DATA PROVIDED
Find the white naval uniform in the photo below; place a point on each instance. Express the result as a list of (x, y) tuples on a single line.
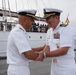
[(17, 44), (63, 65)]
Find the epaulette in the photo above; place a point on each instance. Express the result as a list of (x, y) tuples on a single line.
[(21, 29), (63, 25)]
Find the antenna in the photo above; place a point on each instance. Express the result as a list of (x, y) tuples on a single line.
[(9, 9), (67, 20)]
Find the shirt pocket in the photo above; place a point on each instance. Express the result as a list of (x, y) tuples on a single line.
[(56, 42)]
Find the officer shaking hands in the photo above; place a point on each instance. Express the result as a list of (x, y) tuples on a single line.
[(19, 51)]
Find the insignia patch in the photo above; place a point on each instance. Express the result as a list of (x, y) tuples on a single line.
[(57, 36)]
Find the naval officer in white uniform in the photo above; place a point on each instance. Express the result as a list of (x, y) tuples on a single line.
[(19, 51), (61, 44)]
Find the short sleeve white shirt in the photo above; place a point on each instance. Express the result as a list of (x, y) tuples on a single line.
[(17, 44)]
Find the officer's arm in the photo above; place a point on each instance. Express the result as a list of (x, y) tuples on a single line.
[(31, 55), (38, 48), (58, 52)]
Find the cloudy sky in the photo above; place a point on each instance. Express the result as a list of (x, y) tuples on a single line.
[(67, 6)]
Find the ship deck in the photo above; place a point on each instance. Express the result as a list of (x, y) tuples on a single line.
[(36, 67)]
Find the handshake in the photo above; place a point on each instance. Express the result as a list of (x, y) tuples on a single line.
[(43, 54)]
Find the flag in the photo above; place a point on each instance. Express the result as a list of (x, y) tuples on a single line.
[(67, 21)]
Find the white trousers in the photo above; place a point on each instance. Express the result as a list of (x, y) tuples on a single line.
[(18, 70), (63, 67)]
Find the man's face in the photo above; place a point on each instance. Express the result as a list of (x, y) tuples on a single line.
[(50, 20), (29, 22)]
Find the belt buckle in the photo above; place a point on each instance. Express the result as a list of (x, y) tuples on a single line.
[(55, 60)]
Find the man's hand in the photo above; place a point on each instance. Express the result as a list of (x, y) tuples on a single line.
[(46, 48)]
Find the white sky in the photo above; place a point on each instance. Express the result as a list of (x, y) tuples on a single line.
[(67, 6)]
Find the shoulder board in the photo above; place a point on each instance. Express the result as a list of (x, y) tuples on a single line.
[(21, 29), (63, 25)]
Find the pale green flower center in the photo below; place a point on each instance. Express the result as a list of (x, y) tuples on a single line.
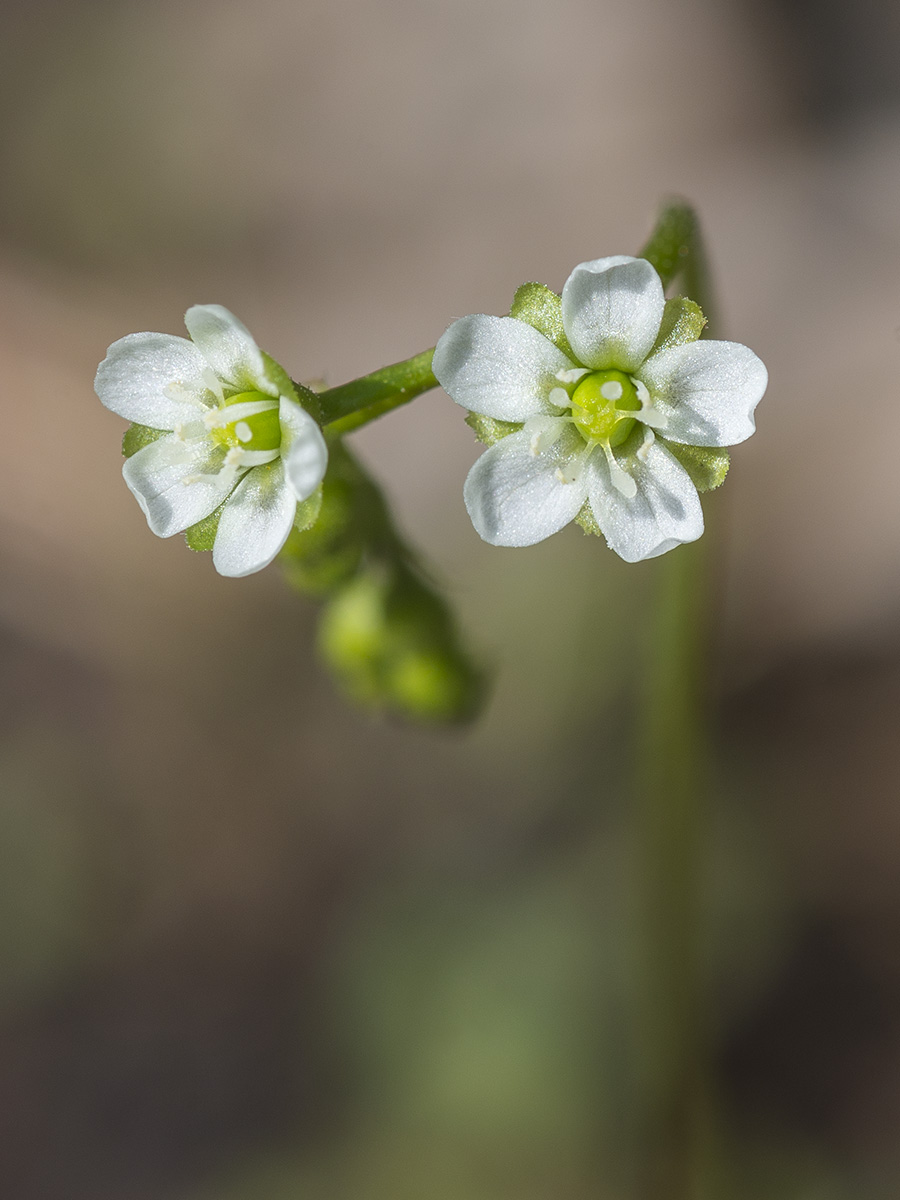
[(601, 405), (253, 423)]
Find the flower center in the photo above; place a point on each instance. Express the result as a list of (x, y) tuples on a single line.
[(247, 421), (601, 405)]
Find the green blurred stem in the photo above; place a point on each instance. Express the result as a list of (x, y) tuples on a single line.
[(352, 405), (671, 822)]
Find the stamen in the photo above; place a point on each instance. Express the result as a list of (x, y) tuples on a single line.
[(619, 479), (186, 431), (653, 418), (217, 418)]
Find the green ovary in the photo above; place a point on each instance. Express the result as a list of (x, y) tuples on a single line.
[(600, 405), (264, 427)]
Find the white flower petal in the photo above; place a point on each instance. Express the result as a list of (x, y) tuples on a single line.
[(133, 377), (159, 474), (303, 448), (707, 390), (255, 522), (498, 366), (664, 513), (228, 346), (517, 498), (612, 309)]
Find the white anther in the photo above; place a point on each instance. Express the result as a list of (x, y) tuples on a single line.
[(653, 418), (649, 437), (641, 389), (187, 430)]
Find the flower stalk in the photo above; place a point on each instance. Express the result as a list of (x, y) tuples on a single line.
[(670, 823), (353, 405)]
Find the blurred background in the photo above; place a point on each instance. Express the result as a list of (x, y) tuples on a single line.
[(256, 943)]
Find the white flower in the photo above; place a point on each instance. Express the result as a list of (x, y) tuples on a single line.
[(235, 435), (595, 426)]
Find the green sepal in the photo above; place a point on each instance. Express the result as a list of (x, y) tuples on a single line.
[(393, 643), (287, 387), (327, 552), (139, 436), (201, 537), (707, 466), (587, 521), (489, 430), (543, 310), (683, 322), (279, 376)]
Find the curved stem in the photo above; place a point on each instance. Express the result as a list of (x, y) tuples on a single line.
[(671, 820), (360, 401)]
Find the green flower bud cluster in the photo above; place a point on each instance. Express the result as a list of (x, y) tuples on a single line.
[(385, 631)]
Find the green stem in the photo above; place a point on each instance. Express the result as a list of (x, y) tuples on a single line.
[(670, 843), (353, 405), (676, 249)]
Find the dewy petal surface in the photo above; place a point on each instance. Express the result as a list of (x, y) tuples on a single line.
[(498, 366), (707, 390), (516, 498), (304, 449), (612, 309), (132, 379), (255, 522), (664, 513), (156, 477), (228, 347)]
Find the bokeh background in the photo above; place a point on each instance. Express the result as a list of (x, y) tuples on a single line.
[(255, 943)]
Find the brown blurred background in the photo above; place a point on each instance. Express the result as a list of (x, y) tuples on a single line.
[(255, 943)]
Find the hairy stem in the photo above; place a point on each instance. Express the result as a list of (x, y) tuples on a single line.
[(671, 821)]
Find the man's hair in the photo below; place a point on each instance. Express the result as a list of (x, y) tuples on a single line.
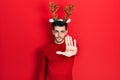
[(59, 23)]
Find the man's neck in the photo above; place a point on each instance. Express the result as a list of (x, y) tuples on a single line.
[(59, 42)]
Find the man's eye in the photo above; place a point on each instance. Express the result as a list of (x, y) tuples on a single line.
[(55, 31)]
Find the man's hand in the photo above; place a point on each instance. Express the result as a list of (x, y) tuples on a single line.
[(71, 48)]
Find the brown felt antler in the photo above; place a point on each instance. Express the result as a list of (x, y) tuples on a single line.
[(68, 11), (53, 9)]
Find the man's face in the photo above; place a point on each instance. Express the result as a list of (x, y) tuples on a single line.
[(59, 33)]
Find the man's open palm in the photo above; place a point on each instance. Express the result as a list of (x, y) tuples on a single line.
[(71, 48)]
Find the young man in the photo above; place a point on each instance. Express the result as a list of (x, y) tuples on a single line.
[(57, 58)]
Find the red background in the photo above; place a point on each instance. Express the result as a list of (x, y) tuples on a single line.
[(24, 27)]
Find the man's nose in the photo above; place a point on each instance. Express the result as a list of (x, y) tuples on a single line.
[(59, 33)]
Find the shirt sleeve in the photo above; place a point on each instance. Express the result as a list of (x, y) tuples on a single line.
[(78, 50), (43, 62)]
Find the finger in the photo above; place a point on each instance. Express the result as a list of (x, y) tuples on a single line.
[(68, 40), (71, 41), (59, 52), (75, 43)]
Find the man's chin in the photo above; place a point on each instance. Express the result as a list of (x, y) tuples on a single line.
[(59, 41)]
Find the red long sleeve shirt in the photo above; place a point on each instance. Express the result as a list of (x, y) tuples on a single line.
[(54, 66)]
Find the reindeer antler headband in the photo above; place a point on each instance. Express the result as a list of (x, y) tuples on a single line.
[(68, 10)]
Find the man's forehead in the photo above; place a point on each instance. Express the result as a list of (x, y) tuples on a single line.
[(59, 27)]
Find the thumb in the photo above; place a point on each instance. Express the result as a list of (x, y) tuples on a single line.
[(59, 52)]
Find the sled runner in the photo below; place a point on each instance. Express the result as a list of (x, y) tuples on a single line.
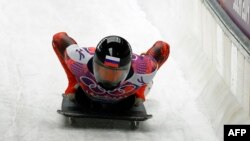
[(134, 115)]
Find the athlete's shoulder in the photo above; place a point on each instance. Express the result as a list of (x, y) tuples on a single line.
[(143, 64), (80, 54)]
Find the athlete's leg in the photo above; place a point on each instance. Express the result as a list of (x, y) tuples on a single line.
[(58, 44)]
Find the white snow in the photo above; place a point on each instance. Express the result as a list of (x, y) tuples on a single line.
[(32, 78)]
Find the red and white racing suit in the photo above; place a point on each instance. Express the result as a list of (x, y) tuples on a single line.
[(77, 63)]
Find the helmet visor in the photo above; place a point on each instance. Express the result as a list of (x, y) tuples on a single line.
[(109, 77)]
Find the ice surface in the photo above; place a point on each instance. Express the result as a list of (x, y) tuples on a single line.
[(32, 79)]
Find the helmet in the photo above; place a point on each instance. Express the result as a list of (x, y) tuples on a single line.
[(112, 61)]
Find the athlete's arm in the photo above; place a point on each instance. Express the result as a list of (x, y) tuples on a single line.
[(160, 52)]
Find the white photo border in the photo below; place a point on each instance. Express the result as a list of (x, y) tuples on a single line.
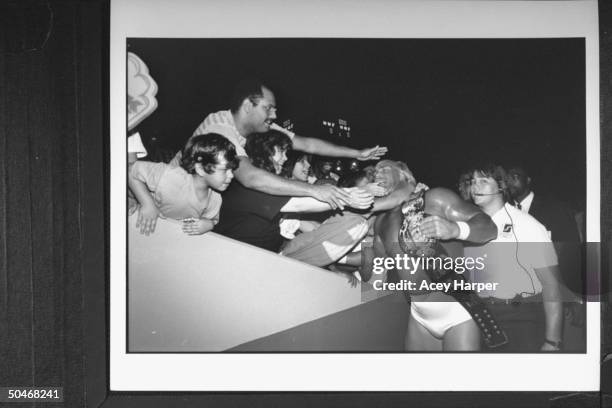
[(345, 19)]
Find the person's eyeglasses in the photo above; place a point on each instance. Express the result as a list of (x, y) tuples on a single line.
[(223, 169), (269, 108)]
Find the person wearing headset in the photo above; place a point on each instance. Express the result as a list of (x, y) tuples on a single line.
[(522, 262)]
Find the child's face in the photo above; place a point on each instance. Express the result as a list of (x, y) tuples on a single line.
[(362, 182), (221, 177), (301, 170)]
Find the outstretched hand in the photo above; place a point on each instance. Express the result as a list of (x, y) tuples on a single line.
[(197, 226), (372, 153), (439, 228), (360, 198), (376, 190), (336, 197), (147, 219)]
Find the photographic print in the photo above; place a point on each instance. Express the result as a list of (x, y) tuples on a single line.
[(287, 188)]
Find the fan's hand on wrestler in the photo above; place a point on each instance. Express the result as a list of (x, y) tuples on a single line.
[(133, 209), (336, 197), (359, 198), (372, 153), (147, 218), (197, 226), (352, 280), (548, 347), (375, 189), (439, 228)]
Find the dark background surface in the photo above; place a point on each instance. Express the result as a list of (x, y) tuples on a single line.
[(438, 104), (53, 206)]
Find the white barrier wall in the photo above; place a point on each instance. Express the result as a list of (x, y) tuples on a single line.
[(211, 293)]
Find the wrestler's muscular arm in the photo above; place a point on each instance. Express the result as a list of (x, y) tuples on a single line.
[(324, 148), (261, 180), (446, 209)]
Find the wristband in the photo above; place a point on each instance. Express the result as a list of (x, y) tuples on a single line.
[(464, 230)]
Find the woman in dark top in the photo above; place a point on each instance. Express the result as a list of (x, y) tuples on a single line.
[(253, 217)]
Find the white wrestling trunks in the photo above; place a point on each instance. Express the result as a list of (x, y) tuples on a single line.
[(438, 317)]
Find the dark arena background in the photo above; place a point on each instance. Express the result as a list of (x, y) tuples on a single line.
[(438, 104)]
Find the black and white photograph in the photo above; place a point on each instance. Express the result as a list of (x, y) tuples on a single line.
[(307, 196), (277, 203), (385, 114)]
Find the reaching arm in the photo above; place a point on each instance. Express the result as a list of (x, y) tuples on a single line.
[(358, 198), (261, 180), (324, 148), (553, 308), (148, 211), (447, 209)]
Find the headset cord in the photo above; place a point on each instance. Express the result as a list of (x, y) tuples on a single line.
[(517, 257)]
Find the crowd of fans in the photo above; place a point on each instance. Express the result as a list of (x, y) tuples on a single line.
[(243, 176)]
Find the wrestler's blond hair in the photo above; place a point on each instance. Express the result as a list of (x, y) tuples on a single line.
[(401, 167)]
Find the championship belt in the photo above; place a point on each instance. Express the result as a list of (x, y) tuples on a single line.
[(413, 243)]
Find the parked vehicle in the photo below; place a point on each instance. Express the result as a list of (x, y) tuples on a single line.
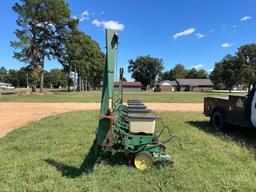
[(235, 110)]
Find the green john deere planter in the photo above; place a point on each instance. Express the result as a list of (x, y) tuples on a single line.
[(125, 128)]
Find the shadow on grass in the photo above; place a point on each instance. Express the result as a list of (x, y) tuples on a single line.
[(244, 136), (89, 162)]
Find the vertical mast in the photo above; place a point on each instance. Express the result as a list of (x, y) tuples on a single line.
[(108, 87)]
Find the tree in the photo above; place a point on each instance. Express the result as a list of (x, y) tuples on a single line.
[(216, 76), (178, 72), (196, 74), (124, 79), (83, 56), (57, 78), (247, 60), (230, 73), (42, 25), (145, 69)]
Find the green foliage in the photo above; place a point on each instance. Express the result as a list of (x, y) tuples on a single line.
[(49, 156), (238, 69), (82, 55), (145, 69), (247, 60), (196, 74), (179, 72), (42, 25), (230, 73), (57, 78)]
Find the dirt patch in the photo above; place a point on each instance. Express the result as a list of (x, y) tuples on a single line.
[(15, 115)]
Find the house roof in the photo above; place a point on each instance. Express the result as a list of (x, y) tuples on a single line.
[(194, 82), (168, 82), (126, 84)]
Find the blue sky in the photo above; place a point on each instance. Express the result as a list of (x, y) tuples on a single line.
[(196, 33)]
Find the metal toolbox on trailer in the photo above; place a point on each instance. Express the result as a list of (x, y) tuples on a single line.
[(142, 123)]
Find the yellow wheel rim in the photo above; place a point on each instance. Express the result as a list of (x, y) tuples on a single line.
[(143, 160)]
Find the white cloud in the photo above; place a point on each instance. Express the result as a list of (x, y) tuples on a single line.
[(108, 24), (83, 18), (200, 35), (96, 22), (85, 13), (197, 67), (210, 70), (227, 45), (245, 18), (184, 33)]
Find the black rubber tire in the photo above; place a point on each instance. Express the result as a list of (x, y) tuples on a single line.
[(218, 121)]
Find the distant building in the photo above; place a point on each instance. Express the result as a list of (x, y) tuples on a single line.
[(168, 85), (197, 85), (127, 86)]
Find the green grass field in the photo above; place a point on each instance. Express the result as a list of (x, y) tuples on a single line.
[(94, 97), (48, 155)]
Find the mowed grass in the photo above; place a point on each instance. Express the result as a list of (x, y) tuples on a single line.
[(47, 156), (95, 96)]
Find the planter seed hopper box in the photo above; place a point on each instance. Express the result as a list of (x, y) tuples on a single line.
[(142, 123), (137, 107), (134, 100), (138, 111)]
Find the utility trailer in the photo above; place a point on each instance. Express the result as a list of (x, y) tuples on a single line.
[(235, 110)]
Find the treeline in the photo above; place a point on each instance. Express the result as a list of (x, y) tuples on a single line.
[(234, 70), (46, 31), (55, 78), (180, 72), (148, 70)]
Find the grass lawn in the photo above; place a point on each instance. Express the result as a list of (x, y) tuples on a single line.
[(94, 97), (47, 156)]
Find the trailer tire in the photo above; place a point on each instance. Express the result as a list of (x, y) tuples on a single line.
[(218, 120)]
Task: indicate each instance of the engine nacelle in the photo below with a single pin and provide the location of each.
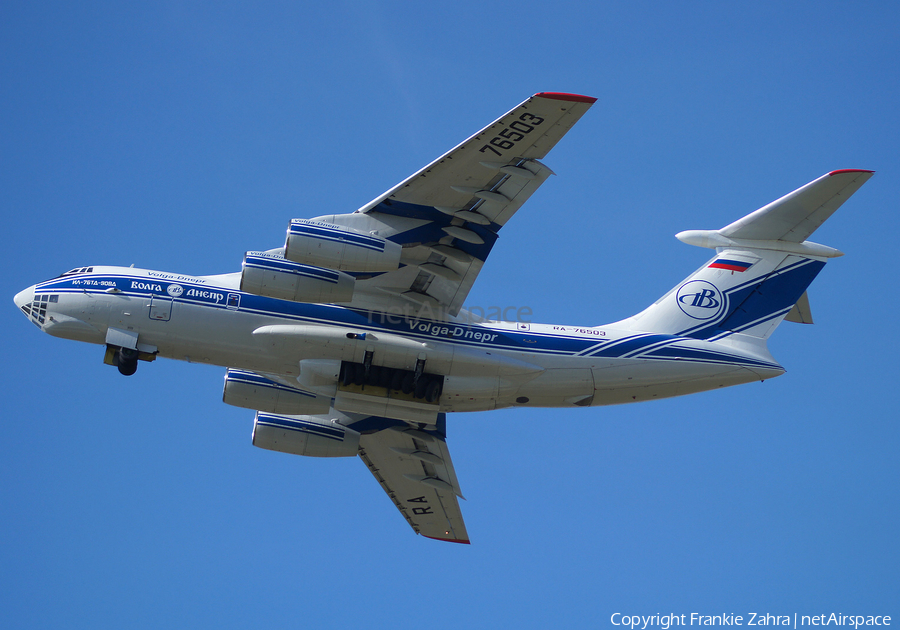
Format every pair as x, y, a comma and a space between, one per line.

REQUIREMENT
In the answer, retype exactly and only the lines from the one holding "Find the treeline" through the end of the listing, keeping both ends and dropping every picture.

SOLUTION TO THIS TASK
Find the treeline in the photo above; place a point on each instance. Express the result as a list of (x, y) tuples on a single line.
[(234, 70), (46, 31), (55, 78), (180, 72), (148, 70)]
Find the grass lawn in the photo above; place a point on each instance. Express the result as a list of (x, y) tuples on a single line.
[(94, 97), (47, 156)]
Find the trailer tire in the photo above; place a point on each instance. Express the result as a list of (x, y) tuples on a single line.
[(218, 120)]
Task: indicate each instance of the engine nacelle in the photo below with a single pin and provide the location of each.
Format every pair as x, y, a comma and a space between, one per line.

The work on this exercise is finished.